▶ **Tarefas a cumprir**
1. De acordo com o texto sobre o SXSW, quantos brasileiros estiveram presentes no festival, segundo a estimativa?
2. Prolongue o texto sobre o SXSW a partir da última frase apresentada.

▶ **Trecho da página**

---

Aconteceu na última semana um dos maiores festivais de inovação do mundo, o SXSW, em Austin, no Texas (EUA). É também um dos eventos internacionais preferidos dos brasileiros: estima-se que mais de 2 mil estiveram presentes no festival.
A proposta é debater as grandes tendências mundiais na interação entre humanos e tecnologia, além de tratar de temas emergentes com trilhas diversas. Inteligência artificial, cannabis, psicodélicos, futuros possíveis e transporte são algumas delas.
Uma dessas trilhas é sobre esportes (é nóis). Neste ano, foram diversos painéis e palestras que rolaram no Four Seasons (hotel mais legal de Austin, aliás), entre 11 e 13 de março, reunindo nomes de diversas modalidades.
O festival tem trilhas mais relevantes que o esporte, é fato. Esta foi minha segunda participação e, confesso, na primeira ignorei nosso setor. Tem gente incrível falando sobre temas centrais mais poderosos e genéricos.

---

▶ **Dados fornecidos**
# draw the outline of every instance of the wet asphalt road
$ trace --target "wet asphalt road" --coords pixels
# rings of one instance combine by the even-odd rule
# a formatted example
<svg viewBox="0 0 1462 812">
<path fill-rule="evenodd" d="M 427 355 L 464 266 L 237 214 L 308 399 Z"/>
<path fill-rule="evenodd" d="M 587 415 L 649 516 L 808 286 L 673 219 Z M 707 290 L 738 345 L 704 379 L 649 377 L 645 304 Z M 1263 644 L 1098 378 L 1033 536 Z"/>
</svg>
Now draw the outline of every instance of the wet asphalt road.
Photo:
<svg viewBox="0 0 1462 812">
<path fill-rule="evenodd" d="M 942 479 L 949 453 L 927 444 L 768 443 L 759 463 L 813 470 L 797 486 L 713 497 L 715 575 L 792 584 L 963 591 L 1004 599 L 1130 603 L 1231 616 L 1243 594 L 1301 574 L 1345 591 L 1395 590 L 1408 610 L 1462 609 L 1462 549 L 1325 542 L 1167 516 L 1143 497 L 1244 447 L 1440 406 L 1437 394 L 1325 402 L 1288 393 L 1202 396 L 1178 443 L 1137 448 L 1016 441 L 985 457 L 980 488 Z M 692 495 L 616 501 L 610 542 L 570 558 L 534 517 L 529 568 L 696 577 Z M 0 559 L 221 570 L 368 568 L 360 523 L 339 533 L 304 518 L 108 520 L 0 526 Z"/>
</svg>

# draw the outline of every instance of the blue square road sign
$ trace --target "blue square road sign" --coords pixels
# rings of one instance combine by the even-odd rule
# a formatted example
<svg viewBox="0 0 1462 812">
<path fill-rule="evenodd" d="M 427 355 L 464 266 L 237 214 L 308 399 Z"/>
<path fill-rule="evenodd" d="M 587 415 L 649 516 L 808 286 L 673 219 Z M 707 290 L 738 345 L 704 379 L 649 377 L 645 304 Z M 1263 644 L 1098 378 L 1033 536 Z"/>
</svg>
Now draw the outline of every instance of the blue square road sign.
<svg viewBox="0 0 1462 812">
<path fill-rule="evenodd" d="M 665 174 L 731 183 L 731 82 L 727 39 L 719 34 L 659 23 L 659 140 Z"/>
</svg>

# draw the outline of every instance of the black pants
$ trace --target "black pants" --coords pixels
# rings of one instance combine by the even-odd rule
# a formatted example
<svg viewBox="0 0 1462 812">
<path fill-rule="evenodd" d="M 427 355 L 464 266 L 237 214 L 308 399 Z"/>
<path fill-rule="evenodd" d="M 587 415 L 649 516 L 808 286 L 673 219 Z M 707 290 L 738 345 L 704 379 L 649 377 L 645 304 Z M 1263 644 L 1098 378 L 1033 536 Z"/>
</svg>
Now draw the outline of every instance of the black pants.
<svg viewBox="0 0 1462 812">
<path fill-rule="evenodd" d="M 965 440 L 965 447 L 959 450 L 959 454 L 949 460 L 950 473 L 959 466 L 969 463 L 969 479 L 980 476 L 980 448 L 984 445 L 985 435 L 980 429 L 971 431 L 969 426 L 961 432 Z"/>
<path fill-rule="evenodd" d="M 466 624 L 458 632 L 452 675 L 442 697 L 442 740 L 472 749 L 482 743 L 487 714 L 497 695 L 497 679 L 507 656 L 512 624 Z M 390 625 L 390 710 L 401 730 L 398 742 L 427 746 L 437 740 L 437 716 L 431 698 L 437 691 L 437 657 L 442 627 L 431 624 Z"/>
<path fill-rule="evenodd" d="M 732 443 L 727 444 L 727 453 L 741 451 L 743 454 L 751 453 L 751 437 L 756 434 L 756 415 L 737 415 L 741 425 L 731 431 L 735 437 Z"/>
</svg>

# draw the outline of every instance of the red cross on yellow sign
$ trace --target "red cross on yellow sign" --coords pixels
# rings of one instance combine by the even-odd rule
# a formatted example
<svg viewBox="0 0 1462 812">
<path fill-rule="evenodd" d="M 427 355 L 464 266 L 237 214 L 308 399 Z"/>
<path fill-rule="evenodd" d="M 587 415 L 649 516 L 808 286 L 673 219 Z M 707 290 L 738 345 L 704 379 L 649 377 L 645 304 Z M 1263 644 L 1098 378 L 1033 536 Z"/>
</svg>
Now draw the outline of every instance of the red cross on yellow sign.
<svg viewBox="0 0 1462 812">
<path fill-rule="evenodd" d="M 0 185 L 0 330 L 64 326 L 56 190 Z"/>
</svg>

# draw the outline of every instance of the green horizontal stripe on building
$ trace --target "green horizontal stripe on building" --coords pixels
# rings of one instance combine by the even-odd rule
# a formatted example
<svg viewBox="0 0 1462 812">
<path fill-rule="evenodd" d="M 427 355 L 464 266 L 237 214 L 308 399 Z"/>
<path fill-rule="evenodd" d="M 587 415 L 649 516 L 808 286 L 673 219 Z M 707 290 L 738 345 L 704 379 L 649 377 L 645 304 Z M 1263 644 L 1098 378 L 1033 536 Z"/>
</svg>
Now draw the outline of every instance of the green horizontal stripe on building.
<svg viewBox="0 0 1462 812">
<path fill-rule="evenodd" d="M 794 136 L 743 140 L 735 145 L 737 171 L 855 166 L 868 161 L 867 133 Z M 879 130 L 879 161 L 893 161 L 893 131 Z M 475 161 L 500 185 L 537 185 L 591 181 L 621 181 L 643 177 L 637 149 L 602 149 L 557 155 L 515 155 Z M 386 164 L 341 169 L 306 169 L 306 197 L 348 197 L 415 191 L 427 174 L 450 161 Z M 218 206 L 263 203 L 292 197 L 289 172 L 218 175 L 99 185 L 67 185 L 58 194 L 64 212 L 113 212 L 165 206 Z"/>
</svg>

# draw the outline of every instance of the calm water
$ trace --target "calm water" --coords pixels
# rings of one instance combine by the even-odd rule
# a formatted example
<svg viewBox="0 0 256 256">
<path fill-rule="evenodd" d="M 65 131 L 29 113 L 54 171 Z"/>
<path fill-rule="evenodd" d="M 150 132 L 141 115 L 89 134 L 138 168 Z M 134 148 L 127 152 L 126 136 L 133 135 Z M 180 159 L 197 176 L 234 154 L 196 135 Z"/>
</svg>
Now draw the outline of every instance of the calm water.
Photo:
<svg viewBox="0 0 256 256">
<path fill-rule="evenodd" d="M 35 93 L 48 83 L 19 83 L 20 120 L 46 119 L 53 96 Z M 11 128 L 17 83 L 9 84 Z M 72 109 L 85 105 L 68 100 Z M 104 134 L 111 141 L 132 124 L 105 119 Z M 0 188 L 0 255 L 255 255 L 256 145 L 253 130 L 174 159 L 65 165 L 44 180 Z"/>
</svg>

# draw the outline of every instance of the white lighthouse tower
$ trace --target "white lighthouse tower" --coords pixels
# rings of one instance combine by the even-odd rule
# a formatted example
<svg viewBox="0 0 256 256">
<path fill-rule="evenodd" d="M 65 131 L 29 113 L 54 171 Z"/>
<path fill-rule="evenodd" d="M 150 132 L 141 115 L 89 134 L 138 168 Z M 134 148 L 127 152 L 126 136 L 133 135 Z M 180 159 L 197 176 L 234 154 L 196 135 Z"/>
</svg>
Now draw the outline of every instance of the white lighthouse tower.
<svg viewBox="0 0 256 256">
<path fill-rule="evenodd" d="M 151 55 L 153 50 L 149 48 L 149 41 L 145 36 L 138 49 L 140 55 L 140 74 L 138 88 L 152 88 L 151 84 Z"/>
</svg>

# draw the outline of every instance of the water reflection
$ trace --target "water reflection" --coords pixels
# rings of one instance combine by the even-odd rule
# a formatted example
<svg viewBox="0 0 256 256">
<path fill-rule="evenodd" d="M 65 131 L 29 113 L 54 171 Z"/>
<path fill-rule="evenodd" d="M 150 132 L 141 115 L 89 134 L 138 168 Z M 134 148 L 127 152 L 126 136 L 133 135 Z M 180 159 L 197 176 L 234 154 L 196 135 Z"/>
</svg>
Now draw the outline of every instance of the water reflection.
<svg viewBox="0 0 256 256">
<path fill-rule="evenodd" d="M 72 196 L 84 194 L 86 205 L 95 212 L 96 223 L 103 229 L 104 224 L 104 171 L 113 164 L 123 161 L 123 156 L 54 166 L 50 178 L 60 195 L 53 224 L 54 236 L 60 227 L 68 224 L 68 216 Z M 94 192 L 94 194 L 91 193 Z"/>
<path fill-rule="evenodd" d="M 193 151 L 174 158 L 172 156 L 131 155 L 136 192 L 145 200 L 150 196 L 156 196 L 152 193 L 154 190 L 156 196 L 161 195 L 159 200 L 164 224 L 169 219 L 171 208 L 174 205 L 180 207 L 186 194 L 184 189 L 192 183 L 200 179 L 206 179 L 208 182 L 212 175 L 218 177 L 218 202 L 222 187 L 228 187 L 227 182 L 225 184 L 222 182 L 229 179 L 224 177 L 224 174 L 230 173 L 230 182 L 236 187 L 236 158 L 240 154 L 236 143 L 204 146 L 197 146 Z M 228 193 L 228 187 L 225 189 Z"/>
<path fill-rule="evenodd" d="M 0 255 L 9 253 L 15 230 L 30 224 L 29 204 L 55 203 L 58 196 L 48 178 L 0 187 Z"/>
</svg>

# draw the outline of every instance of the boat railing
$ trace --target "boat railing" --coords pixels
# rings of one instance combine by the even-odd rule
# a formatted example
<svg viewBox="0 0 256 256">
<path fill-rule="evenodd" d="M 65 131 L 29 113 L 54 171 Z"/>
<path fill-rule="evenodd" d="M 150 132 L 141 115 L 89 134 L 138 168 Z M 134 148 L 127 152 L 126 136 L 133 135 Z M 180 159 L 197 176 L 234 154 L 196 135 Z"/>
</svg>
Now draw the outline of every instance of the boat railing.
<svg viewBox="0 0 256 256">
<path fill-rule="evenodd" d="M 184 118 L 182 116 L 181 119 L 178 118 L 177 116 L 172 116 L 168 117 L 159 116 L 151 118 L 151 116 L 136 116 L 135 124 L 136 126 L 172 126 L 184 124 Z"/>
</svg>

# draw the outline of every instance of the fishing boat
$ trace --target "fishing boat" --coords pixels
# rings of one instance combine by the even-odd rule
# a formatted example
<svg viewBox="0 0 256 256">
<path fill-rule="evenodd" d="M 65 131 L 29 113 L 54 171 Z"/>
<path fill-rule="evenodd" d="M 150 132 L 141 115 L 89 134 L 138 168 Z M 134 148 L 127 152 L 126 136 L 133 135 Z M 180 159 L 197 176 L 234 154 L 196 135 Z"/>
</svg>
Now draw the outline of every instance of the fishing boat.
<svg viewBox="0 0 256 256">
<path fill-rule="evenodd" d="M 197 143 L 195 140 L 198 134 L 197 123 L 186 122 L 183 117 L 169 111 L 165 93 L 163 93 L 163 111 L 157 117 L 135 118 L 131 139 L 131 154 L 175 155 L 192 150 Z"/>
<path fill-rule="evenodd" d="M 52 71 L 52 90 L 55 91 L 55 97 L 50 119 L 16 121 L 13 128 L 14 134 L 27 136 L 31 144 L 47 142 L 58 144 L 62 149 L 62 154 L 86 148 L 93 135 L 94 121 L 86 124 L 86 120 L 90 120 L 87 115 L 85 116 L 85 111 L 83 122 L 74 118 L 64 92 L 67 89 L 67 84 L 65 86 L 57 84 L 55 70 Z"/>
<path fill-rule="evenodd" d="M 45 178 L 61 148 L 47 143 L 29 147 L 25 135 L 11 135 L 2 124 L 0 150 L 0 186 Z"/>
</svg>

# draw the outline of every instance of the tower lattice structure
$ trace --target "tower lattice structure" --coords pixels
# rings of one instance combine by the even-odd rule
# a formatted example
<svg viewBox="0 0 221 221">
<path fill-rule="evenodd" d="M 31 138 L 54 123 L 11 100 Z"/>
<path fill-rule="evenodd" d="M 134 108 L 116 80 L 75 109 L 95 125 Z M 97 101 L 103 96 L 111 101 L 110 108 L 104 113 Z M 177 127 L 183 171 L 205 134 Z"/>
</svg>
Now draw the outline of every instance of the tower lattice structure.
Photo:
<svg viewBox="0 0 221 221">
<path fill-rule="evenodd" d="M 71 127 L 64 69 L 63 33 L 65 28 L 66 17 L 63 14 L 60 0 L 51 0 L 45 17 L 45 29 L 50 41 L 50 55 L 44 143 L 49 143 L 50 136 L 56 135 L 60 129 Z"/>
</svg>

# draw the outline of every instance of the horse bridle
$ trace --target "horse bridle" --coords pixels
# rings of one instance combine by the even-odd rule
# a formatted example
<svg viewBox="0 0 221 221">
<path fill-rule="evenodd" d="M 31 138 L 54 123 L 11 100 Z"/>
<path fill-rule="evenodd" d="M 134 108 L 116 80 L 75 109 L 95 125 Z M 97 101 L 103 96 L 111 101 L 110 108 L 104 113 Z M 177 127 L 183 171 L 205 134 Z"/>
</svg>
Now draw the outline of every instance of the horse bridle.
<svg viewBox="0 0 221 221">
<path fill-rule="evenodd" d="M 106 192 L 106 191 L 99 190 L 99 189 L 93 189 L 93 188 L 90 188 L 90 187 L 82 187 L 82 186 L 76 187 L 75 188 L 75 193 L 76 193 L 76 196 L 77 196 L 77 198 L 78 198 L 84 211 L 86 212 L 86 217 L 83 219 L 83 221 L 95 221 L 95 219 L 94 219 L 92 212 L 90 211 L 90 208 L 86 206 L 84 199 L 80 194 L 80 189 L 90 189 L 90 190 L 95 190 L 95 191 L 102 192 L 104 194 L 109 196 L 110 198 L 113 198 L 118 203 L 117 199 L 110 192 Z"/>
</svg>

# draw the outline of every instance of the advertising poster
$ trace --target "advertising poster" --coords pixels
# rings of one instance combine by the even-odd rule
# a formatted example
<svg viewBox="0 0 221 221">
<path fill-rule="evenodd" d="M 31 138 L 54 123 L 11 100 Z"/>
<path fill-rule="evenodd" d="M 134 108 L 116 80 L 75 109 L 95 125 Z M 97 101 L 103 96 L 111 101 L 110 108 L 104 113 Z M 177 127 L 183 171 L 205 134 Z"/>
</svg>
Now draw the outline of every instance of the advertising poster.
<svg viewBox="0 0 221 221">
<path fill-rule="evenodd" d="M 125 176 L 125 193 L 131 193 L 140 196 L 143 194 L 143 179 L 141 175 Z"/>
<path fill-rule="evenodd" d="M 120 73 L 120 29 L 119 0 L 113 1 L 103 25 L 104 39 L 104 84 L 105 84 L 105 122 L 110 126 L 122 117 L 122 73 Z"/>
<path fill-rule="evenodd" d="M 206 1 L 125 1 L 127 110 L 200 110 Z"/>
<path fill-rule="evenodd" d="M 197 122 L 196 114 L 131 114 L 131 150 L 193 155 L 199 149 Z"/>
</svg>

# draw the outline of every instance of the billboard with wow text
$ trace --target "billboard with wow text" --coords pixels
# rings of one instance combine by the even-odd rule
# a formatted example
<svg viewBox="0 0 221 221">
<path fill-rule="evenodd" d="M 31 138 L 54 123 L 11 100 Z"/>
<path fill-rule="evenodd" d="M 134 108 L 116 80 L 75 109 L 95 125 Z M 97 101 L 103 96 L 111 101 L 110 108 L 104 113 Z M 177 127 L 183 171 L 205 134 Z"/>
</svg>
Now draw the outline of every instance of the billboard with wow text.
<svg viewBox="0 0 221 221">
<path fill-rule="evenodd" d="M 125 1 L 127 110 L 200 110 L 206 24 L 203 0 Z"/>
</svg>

---

▶ **Respostas**
1. Mais de 2 mil.

2.
Mas, dessa vez, fiz diferente. Foram mais de 30 conteúdos na trilha de esportes ao longo dos três dias no Four Seasons. Escolhi alguns deles, os mais relevantes, para trazer neste artigo os insights da Sports Track.
A função das experiências esportivas
Começo com o painel “Reigniting Fan Engagement at Live Events” (“Reativando o envolvimento dos fãs em eventos ao vivo”, em tradução livre), feito pelo time da WWE, que, aliás, não sei como classificar: esporte, teatro, show?
A volta das experiências humanas ao vivo foi celebrada neste painel. Houve consenso sobre a função dos eventos: trazer as pessoas para perto, fazê-las felizes. Com esse viés da WWE, mais um insight bacana, sobre como pensar atletas profissionais. Os executivos da franquia defenderam que atletas, não importa de qual esporte, precisam ser também personagens, uma mentalidade bem forte nos EUA, mas que devemos olhar com carinho em terras brasileiras.
Personagens criados para inspirar, com intenções específicas. Isso facilita o investimento de marcas, a identificação de fãs e a criação real de ídolos. Há uma margem gigante para trabalharmos isso e mudar o apoio aos atletas brasileiros.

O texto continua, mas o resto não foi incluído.